Curt's mind amazed me and I felt honored to be involved with trying to bring his ideas to life.  He was a wild-haired Mormon visionary and I was the Copenhagen chewing second man trying to figure out how to bring the vision into reality.  Every week brought a new challenge and we were short of just about everything but creativity and ambition.

Somewhere over the course of the next year, our progress on the technology slowed.  We were close never quite ready for prime-time.  We'd prep and then test, rework and then test again.  It was exactly what we needed to do, but I was worried that it wasn't happening fast enough for our investors and my love affair with the Utah desert was over.

One June afternoon in 2003, I found myself hotwashing out used septic tanks in 114 degree heat for our next test.  I blasted the scalding water against the grimy plastic for five or six hours before coming to the conclusion that it was time to go back to school.

August 2008

Five years later, I'd completed with law school and spent two years as an associate in a law firm before taking a part-time job as the Executive Director of NAMI Montana.  Once again thinking I was going to change the world, but it couldn't have been much different than trying to develop new technology under the desert sun.

It had taken a while, but Curt and his company had finally flourished.  They used the water treatment technology as a path to transition into plastics recycling.  The company was opening a plant in Burbank and the cash flow projections were jaw-dropping.

EXERCISE INSTRUCTIONS: Please quote the memoir passage above in full, word for word.

DATA UNDER STUDY:
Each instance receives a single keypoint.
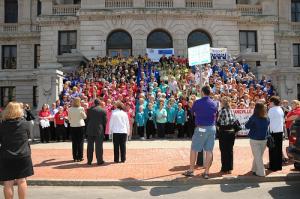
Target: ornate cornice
(19, 35)
(58, 20)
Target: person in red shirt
(59, 123)
(292, 115)
(44, 116)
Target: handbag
(270, 140)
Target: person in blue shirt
(258, 124)
(140, 121)
(171, 112)
(245, 66)
(150, 121)
(180, 120)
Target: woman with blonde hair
(258, 124)
(15, 153)
(76, 118)
(292, 115)
(45, 116)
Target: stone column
(268, 7)
(24, 14)
(2, 10)
(47, 6)
(50, 83)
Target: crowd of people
(157, 96)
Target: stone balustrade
(246, 9)
(159, 3)
(118, 3)
(65, 9)
(198, 3)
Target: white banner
(243, 116)
(199, 55)
(156, 54)
(219, 54)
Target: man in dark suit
(96, 123)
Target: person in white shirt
(276, 116)
(120, 129)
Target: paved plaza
(146, 161)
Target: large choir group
(158, 96)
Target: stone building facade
(40, 39)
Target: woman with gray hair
(226, 134)
(120, 129)
(76, 118)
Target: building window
(119, 42)
(159, 39)
(7, 94)
(9, 57)
(295, 10)
(296, 55)
(39, 8)
(67, 41)
(35, 96)
(298, 90)
(11, 11)
(37, 55)
(197, 38)
(248, 39)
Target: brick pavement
(143, 163)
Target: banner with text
(243, 116)
(219, 54)
(199, 55)
(156, 54)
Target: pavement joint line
(196, 181)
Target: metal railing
(10, 27)
(198, 3)
(118, 3)
(250, 9)
(65, 9)
(159, 3)
(295, 26)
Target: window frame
(36, 57)
(8, 11)
(295, 13)
(298, 55)
(68, 32)
(247, 39)
(2, 91)
(10, 52)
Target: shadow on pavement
(51, 162)
(167, 190)
(132, 188)
(81, 165)
(228, 188)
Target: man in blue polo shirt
(205, 111)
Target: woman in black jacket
(15, 153)
(30, 118)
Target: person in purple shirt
(205, 112)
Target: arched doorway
(198, 37)
(159, 39)
(119, 42)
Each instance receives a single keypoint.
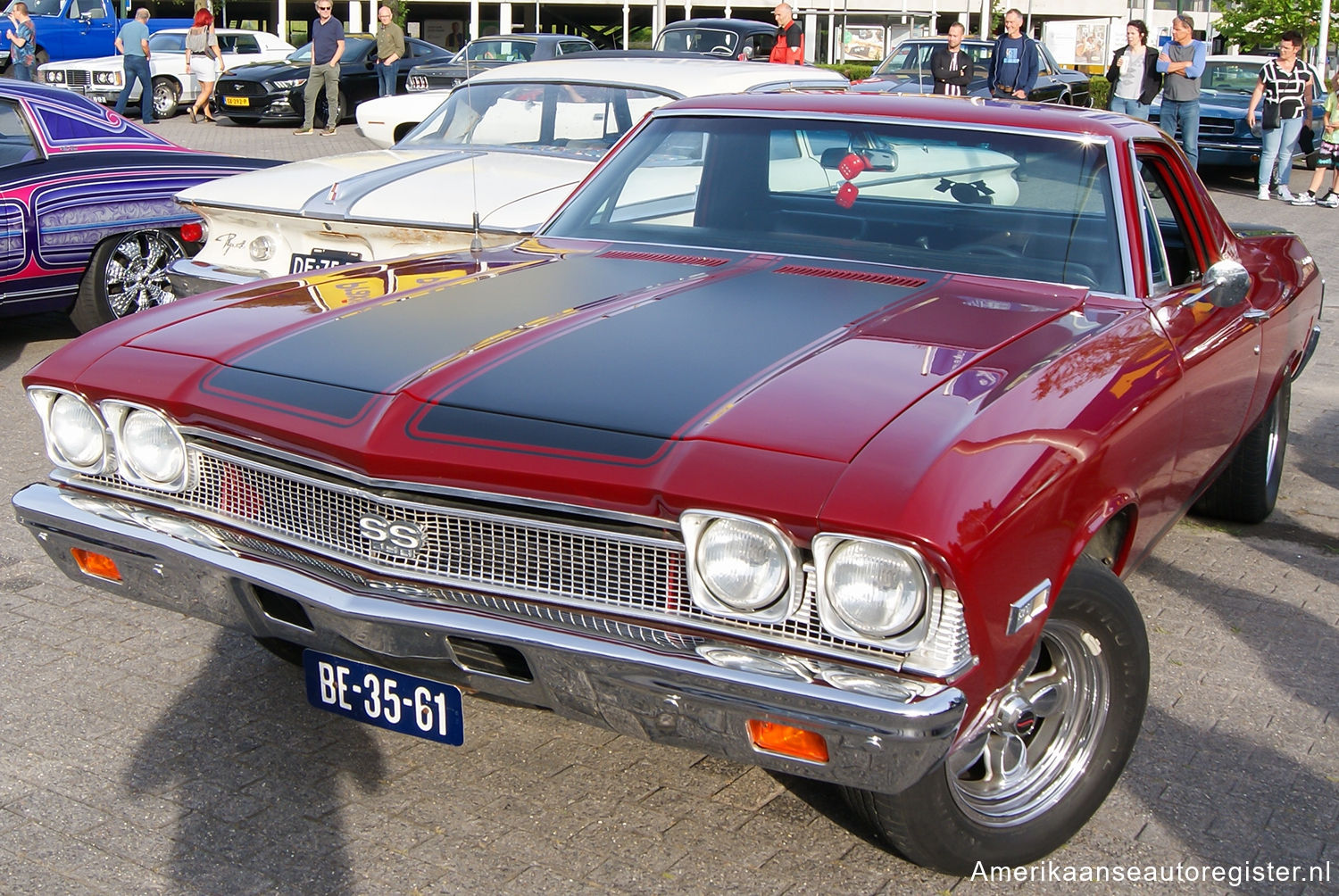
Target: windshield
(500, 50)
(166, 43)
(910, 59)
(711, 40)
(353, 48)
(1231, 77)
(880, 192)
(572, 118)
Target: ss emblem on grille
(395, 537)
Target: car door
(1218, 347)
(19, 154)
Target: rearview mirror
(1227, 283)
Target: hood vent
(661, 256)
(886, 278)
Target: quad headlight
(741, 568)
(150, 451)
(872, 591)
(75, 436)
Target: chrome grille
(503, 555)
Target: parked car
(275, 91)
(75, 29)
(484, 54)
(101, 79)
(535, 130)
(784, 441)
(1226, 138)
(741, 39)
(87, 220)
(907, 71)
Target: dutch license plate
(318, 259)
(387, 700)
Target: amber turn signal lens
(787, 741)
(96, 564)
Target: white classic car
(490, 162)
(102, 78)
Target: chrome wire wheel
(1044, 735)
(136, 272)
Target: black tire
(1050, 759)
(166, 98)
(1248, 486)
(128, 273)
(323, 117)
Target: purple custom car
(87, 221)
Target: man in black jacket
(951, 66)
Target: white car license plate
(385, 698)
(318, 259)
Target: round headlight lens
(742, 564)
(153, 448)
(77, 433)
(262, 249)
(877, 590)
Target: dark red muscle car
(814, 431)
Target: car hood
(608, 355)
(442, 187)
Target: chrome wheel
(1044, 735)
(136, 272)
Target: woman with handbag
(1135, 74)
(1283, 95)
(203, 61)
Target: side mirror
(1226, 283)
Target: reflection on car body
(806, 433)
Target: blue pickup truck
(77, 29)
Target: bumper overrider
(664, 687)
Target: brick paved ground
(147, 753)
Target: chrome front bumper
(645, 690)
(190, 278)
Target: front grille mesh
(498, 553)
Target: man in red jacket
(790, 37)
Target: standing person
(133, 43)
(23, 43)
(951, 66)
(203, 61)
(1135, 75)
(790, 37)
(1328, 153)
(390, 51)
(327, 47)
(1012, 72)
(1181, 64)
(1287, 83)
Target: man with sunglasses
(327, 47)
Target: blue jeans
(137, 69)
(1277, 144)
(1132, 107)
(1184, 112)
(386, 78)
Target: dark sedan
(742, 39)
(493, 53)
(273, 91)
(1226, 139)
(907, 71)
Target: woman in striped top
(1290, 83)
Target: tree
(1258, 23)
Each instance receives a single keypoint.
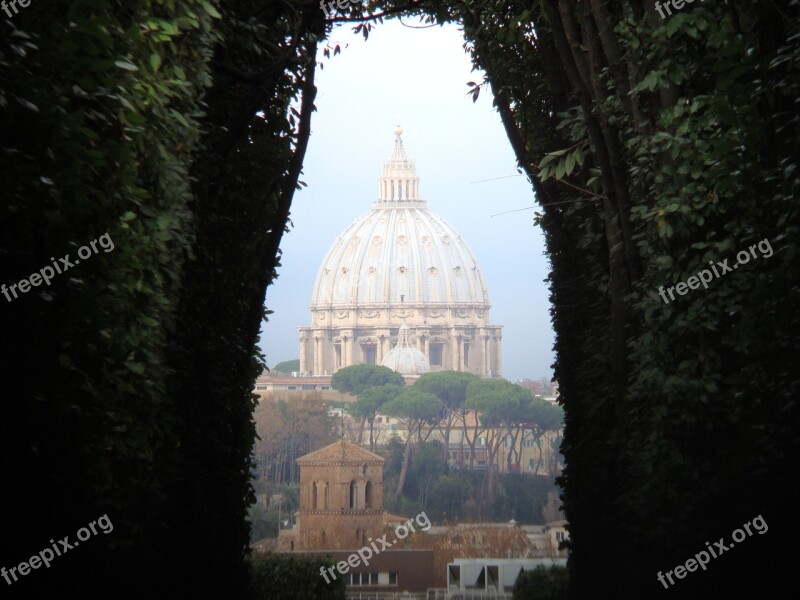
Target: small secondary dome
(404, 358)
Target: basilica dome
(400, 286)
(399, 252)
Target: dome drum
(400, 266)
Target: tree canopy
(357, 378)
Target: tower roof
(341, 452)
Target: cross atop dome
(399, 183)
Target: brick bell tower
(341, 498)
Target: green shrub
(542, 583)
(293, 577)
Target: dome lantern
(399, 182)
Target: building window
(370, 354)
(435, 354)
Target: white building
(400, 263)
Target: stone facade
(341, 498)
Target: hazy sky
(417, 78)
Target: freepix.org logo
(46, 274)
(375, 547)
(46, 556)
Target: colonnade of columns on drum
(474, 349)
(398, 189)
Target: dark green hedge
(293, 577)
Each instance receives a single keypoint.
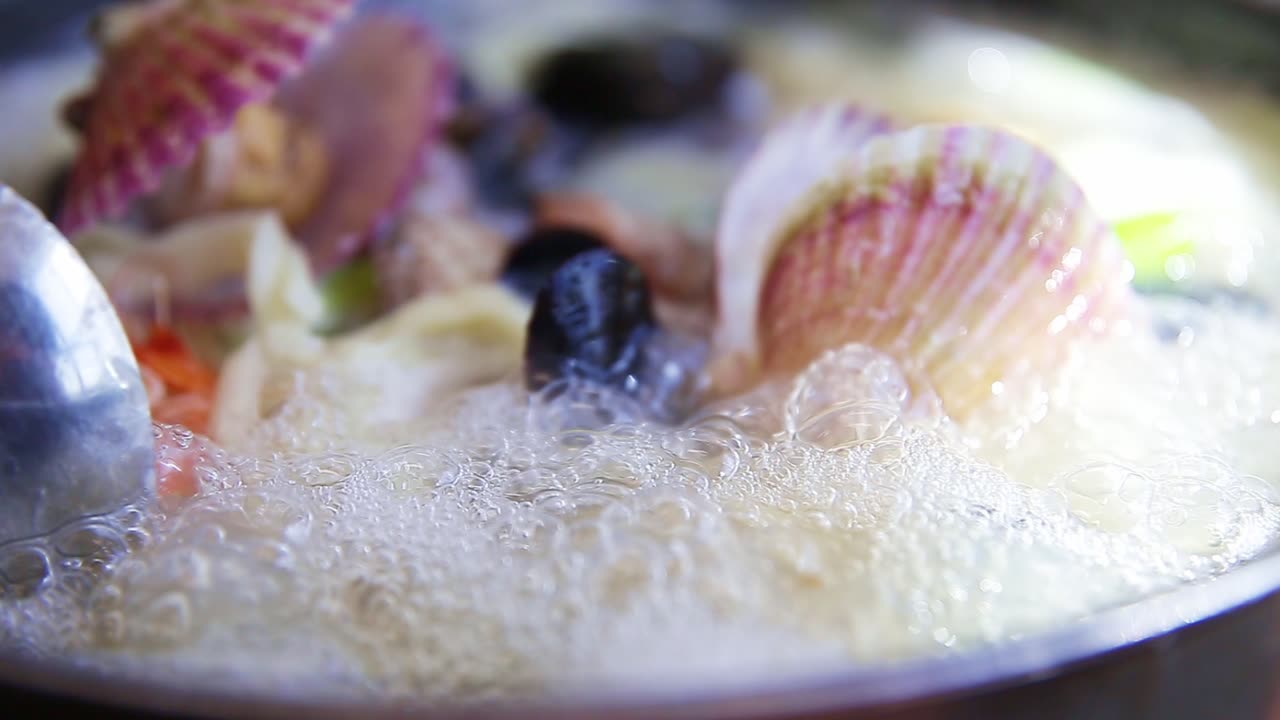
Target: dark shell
(627, 81)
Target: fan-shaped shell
(178, 76)
(792, 159)
(963, 251)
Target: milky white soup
(391, 511)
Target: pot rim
(915, 682)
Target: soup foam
(494, 550)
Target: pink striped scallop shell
(174, 80)
(965, 253)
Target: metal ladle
(76, 434)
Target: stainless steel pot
(1208, 651)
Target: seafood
(963, 251)
(208, 106)
(174, 76)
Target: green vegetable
(1151, 242)
(351, 295)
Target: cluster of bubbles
(511, 545)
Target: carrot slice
(169, 358)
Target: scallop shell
(379, 95)
(177, 77)
(965, 253)
(795, 156)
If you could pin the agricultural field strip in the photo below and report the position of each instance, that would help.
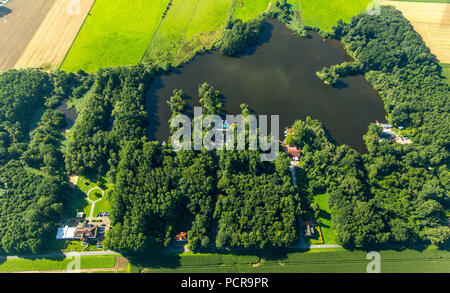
(93, 47)
(54, 37)
(173, 26)
(431, 21)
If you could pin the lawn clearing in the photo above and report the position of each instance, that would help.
(313, 261)
(325, 219)
(446, 71)
(116, 32)
(324, 13)
(58, 263)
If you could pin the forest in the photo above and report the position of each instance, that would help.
(222, 199)
(393, 194)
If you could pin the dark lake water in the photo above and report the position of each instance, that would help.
(277, 77)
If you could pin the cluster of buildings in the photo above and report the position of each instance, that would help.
(292, 151)
(389, 134)
(77, 229)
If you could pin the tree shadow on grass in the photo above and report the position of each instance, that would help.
(155, 261)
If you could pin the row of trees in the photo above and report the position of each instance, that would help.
(239, 35)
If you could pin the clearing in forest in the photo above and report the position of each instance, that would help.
(432, 22)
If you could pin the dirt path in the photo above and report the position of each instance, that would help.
(53, 39)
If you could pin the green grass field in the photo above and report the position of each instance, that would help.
(116, 32)
(249, 9)
(313, 261)
(324, 13)
(426, 1)
(446, 71)
(184, 29)
(60, 263)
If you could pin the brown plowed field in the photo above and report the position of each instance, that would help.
(55, 35)
(18, 25)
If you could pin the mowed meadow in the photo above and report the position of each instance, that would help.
(325, 13)
(120, 32)
(189, 25)
(116, 32)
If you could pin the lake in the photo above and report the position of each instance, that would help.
(277, 77)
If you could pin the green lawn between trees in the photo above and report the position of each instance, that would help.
(313, 261)
(56, 263)
(324, 220)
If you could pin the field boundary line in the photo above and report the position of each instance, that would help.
(157, 29)
(74, 39)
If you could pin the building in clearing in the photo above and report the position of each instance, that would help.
(65, 233)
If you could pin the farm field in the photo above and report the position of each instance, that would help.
(58, 263)
(19, 20)
(430, 1)
(55, 35)
(250, 9)
(432, 22)
(116, 32)
(189, 25)
(324, 13)
(313, 261)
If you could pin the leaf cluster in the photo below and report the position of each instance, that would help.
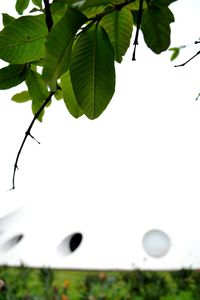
(74, 57)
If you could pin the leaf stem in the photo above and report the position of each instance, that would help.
(139, 20)
(187, 61)
(49, 19)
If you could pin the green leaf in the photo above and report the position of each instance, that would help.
(119, 26)
(21, 5)
(69, 97)
(7, 19)
(38, 91)
(163, 2)
(92, 71)
(58, 94)
(21, 97)
(156, 29)
(59, 45)
(12, 75)
(38, 3)
(23, 40)
(58, 7)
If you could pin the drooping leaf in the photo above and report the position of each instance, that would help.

EXERCISE RESPONSE:
Curt's mind amazed me and I felt honored to be involved with trying to bring his ideas to life.  He was a wild-haired Mormon visionary and I was the Copenhagen chewing second man trying to figure out how to bring the vision into reality.  Every week brought a new challenge and we were short of just about everything but creativity and ambition.

Somewhere over the course of the next year, our progress on the technology slowed.  We were close never quite ready for prime-time.  We'd prep and then test, rework and then test again.  It was exactly what we needed to do, but I was worried that it wasn't happening fast enough for our investors and my love affair with the Utah desert was over.

One June afternoon in 2003, I found myself hotwashing out used septic tanks in 114 degree heat for our next test.  I blasted the scalding water against the grimy plastic for five or six hours before coming to the conclusion that it was time to go back to school.

August 2008

Five years later, I'd completed with law school and spent two years as an associate in a law firm before taking a part-time job as the Executive Director of NAMI Montana.  Once again thinking I was going to change the world, but it couldn't have been much different than trying to develop new technology under the desert sun.

It had taken a while, but Curt and his company had finally flourished.  They used the water treatment technology as a path to transition into plastics recycling.  The company was opening a plant in Burbank and the cash flow projections were jaw-dropping.